● **Set task 1**:
Which task types can the problem-framing code assign to recommendation['task_type']? List every one.
● **Set task 2**:
Answer these about the problem-framing code, each on its own line:
(a) What latency options does the docstring list?
(b) What architecture does it recommend when item_count is 'millions' and latency is 'real-time'?
(c) What default value does complexity get if no answer is given?
● **Set task 3**:
Can you continue the problem-framing code from its last line, the one that reads complexity from the answers? This is the code, not the material.
[start Supplied passage]
Here's a systematic approach to framing ML problems.

In [None]:
# Problem Framing Decision Framework

def frame_problem(answers: Dict[str, str]) -> Dict[str, str]:
    """
    Given answers to key questions, suggest a problem framing.
    
    Questions:
    - output_type: What type of output is needed? (label, score, ranking, sequence)
    - item_count: How many items to process? (single, batch, millions)
    - latency: What's the latency requirement? (real-time, near-real-time, batch)
    - complexity: How complex is the task? (simple, moderate, complex)
    """
    
    recommendation = {}
    
    # Determine task type
    output_type = answers.get('output_type', 'label')
    if output_type == 'label':
        recommendation['task_type'] = 'Classification'
    elif output_type == 'score':
        recommendation['task_type'] = 'Regression'
    elif output_type == 'ranking':
        recommendation['task_type'] = 'Learning to Rank'
    elif output_type == 'sequence':
        recommendation['task_type'] = 'Sequence Generation'
    
    # Determine architecture
    item_count = answers.get('item_count', 'single')
    latency = answers.get('latency', 'real-time')
    
    if item_count == 'millions' and latency == 'real-time':
        recommendation['architecture'] = 'Two-stage (Retrieval + Ranking)'
        recommendation['reasoning'] = 'Large item space with real-time needs requires efficient retrieval'
    elif item_count == 'millions' and latency == 'batch':
        recommendation['architecture'] = 'Single model with batch processing'
        recommendation['reasoning'] = 'Batch processing allows more complex models'
    else:
        recommendation['architecture'] = 'Single model'
        recommendation['reasoning'] = 'Simple case, single model sufficient'
    
    # Model complexity
    complexity = answers.get('complexity', 'simple')
[end Supplied passage]
[start Information given]
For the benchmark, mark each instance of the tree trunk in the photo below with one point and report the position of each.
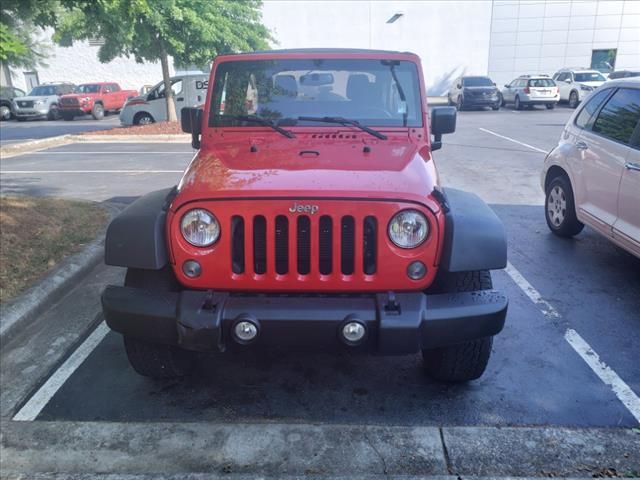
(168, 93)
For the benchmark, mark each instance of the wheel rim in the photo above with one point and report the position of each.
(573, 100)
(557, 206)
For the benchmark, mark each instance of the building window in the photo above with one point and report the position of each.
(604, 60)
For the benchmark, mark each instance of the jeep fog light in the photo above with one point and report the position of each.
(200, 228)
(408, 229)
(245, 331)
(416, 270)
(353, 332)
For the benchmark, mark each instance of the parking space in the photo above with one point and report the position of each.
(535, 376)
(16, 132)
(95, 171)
[end Information given]
[start Information given]
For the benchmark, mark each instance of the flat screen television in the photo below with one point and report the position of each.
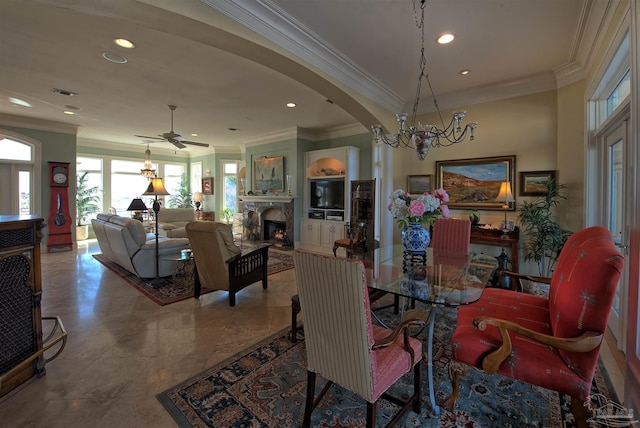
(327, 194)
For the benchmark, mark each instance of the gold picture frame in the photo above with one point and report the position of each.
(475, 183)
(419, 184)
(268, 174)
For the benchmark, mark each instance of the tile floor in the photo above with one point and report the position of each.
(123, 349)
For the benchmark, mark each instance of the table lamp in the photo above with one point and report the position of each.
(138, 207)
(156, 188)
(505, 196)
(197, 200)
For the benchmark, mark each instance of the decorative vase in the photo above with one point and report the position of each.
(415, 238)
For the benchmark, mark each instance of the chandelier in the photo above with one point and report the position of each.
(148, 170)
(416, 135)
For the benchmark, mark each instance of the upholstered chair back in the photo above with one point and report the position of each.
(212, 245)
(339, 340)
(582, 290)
[end Information given]
[start Information given]
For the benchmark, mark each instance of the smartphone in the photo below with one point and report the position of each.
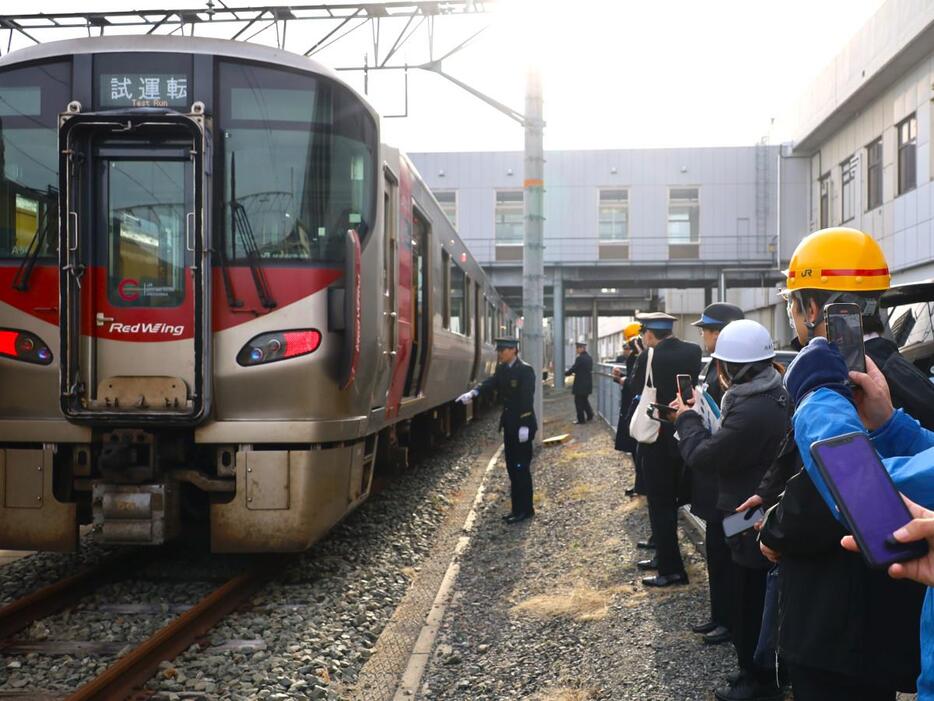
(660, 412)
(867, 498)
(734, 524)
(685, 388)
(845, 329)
[end Information given]
● **Right answer 1**:
Classification, Regression, Learning to Rank, Sequence Generation

● **Right answer 2**:
(a) real-time, near-real-time, batch
(b) Two-stage (Retrieval + Ranking)
(c) 'simple'

● **Right answer 3**:
    if complexity == 'simple':
        recommendation['model_suggestion'] = 'Logistic Regression, Decision Trees'
    elif complexity == 'moderate':
        recommendation['model_suggestion'] = 'Gradient Boosted Trees, Random Forest'
    else:
        recommendation['model_suggestion'] = 'Neural Networks, Transformers'
    
    return recommendation

# Example usage
scenarios = [
    {
        'name': 'Email Spam Detection',
        'answers': {'output_type': 'label', 'item_count': 'single', 'latency': 'real-time', 'complexity': 'moderate'}
    },
    {
        'name': 'Product Recommendation',
        'answers': {'output_type': 'ranking', 'item_count': 'millions', 'latency': 'real-time', 'complexity': 'complex'}
    },
    {
        'name': 'Price Prediction',
        'answers': {'output_type': 'score', 'item_count': 'single', 'latency': 'batch', 'complexity': 'moderate'}
    }
]

print("Problem Framing Recommendations:")
print("=" * 60)

for scenario in scenarios:
    result = frame_problem(scenario['answers'])
    print(f"\n{scenario['name']}:")
    print(f"  Task Type: {result['task_type']}")
    print(f"  Architecture: {result['architecture']}")
    print(f"  Reasoning: {result['reasoning']}")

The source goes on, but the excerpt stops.